- _WHAT YOU ARE ASKED TO DO_:
Where in the records does the word "beige" appear? Copy each line that holds it.

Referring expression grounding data
++++++++++

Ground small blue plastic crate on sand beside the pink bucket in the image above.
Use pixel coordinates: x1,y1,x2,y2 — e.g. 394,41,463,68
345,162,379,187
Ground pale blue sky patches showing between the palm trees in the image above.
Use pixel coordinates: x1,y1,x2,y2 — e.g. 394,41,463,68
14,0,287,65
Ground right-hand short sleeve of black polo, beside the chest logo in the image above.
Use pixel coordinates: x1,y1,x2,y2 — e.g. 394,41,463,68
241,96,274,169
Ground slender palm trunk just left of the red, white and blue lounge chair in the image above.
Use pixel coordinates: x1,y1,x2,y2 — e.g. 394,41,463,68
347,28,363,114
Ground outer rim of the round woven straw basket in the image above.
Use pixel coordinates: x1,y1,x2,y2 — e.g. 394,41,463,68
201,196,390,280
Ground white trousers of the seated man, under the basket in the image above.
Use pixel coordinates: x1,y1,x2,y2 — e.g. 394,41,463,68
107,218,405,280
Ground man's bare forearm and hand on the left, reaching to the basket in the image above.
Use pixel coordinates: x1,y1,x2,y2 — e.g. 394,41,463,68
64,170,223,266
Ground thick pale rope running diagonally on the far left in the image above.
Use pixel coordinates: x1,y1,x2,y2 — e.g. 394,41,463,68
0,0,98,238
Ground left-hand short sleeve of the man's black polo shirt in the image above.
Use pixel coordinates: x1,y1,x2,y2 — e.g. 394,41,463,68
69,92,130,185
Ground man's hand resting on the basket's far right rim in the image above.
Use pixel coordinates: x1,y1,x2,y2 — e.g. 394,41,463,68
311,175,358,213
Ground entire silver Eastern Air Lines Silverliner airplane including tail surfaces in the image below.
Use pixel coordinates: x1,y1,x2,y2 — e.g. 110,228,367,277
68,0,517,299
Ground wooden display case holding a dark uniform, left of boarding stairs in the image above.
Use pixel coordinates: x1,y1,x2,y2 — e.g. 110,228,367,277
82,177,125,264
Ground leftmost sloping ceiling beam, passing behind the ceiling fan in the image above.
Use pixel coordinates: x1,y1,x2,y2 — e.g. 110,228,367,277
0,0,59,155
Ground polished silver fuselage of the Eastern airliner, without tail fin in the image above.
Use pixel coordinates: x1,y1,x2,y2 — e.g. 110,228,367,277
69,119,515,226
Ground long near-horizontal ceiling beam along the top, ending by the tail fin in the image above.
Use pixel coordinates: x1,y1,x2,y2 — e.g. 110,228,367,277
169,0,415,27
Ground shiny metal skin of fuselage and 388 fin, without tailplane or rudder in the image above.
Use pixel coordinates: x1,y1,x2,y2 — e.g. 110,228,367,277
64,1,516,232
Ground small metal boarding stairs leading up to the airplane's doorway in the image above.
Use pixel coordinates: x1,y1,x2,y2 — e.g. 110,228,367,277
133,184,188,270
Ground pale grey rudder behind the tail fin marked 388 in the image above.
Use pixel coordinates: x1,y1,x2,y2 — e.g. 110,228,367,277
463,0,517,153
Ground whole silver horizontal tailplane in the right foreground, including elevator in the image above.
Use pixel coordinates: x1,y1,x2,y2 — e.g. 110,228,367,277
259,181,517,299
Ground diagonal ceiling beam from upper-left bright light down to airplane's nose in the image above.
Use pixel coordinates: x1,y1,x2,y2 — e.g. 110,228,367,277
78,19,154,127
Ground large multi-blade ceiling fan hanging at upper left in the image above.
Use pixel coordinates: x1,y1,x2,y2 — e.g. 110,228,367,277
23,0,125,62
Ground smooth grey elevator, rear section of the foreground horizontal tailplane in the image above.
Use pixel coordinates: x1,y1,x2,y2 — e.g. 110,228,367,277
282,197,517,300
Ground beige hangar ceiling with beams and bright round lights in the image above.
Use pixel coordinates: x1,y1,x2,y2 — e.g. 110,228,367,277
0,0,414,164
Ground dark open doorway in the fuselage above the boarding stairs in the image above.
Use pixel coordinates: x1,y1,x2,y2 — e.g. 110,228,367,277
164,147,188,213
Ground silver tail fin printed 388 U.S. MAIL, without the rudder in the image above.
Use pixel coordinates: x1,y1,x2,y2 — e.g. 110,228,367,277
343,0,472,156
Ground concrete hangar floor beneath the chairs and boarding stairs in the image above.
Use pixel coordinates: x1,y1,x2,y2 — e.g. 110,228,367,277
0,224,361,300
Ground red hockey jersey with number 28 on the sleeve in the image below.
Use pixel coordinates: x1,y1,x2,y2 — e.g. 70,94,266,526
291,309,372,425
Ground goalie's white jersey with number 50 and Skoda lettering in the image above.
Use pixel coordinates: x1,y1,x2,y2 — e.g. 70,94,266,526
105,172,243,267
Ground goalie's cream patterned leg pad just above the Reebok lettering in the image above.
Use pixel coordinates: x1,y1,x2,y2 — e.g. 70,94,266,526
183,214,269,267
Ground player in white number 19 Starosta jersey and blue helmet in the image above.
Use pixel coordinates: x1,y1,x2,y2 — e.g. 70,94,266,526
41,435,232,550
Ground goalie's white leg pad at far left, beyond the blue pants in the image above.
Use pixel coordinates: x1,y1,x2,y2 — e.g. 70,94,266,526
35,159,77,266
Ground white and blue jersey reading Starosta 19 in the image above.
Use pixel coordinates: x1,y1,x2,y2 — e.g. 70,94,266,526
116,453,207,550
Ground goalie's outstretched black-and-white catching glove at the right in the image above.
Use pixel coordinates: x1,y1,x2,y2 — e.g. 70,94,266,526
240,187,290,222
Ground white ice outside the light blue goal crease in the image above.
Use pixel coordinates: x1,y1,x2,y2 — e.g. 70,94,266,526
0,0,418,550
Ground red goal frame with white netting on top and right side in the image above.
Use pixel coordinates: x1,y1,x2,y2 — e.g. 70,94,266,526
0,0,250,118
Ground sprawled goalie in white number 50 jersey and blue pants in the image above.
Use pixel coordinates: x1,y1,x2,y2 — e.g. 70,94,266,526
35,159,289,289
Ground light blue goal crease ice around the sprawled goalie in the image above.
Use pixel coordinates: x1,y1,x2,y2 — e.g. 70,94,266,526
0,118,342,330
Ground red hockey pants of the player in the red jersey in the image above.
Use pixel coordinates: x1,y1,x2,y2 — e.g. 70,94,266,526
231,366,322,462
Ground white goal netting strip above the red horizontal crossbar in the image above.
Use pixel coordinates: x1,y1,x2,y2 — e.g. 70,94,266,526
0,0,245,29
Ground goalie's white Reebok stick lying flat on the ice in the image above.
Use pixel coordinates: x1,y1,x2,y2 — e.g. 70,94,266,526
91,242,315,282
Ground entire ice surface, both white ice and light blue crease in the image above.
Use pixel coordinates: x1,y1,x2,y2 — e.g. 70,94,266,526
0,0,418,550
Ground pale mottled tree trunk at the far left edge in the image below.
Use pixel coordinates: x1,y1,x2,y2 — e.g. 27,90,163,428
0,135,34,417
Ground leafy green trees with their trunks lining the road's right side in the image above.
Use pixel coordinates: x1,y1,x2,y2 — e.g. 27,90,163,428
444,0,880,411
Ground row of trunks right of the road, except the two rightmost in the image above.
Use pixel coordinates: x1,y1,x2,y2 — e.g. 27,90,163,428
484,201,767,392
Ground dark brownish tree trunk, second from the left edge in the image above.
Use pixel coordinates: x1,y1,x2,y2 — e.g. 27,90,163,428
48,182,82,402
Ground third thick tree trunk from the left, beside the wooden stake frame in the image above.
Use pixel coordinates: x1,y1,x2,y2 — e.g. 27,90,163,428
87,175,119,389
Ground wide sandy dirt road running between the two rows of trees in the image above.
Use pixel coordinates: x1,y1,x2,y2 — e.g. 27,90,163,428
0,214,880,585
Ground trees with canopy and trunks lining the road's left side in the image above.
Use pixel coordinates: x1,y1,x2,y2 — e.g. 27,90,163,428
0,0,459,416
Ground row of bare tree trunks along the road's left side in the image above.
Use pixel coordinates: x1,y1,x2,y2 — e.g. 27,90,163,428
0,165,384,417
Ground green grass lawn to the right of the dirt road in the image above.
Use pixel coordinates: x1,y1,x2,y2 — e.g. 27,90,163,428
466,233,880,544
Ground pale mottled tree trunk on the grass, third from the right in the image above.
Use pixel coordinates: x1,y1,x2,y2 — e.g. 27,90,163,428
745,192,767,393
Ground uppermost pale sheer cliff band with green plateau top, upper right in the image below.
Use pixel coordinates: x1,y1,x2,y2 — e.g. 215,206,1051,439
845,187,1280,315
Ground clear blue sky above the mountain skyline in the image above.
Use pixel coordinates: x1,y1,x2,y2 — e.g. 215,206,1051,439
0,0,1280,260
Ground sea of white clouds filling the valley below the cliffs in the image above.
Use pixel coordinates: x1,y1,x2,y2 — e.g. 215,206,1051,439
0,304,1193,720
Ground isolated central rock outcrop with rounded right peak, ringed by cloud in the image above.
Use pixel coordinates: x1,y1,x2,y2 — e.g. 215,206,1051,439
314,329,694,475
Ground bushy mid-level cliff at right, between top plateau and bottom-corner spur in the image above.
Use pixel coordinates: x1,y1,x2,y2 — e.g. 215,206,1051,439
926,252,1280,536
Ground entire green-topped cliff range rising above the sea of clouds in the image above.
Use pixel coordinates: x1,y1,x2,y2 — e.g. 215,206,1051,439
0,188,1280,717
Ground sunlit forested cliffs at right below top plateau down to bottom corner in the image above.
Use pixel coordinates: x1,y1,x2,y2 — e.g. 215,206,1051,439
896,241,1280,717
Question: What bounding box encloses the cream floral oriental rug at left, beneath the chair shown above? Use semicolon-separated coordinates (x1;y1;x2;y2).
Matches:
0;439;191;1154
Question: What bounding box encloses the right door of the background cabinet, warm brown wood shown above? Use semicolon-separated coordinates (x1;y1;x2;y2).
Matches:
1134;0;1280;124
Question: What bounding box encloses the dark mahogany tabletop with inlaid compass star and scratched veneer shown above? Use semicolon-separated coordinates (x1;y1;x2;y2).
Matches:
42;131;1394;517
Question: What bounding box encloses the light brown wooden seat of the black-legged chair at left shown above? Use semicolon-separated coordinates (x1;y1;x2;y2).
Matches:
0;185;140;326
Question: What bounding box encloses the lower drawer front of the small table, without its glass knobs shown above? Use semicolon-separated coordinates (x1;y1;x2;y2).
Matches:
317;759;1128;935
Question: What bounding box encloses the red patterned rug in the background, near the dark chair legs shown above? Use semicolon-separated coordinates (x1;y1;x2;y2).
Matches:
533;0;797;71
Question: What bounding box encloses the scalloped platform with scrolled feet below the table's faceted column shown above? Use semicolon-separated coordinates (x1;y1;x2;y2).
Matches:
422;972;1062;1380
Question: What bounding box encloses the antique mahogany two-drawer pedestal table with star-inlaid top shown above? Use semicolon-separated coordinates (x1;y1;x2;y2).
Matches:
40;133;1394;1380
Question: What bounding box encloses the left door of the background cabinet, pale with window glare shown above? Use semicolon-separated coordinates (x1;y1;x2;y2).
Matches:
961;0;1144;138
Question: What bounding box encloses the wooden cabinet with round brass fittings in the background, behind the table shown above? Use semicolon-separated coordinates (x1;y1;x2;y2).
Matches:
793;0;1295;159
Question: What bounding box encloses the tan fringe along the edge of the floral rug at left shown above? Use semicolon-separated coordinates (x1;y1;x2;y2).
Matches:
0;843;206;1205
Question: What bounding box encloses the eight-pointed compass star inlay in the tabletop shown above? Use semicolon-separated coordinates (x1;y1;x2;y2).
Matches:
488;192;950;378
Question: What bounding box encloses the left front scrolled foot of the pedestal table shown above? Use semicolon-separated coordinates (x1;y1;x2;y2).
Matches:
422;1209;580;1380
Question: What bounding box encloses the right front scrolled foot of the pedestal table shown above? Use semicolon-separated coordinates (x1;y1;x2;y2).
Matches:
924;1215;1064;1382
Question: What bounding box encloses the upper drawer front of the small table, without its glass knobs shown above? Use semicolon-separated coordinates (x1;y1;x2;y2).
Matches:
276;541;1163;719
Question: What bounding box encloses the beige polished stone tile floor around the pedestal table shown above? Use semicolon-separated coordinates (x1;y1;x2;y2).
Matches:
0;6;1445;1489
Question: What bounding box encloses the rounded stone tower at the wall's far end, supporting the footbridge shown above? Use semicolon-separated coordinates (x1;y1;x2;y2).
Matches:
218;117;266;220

++++++++++

- _ANSWER SECTION_:
Ground beige hangar ceiling with beams and bright round lights in the image above.
Question: What bounding box encloses the beige polished stone tile floor around the pedestal table shown above? Use semicolon-separated coordinates (x1;y1;x2;y2).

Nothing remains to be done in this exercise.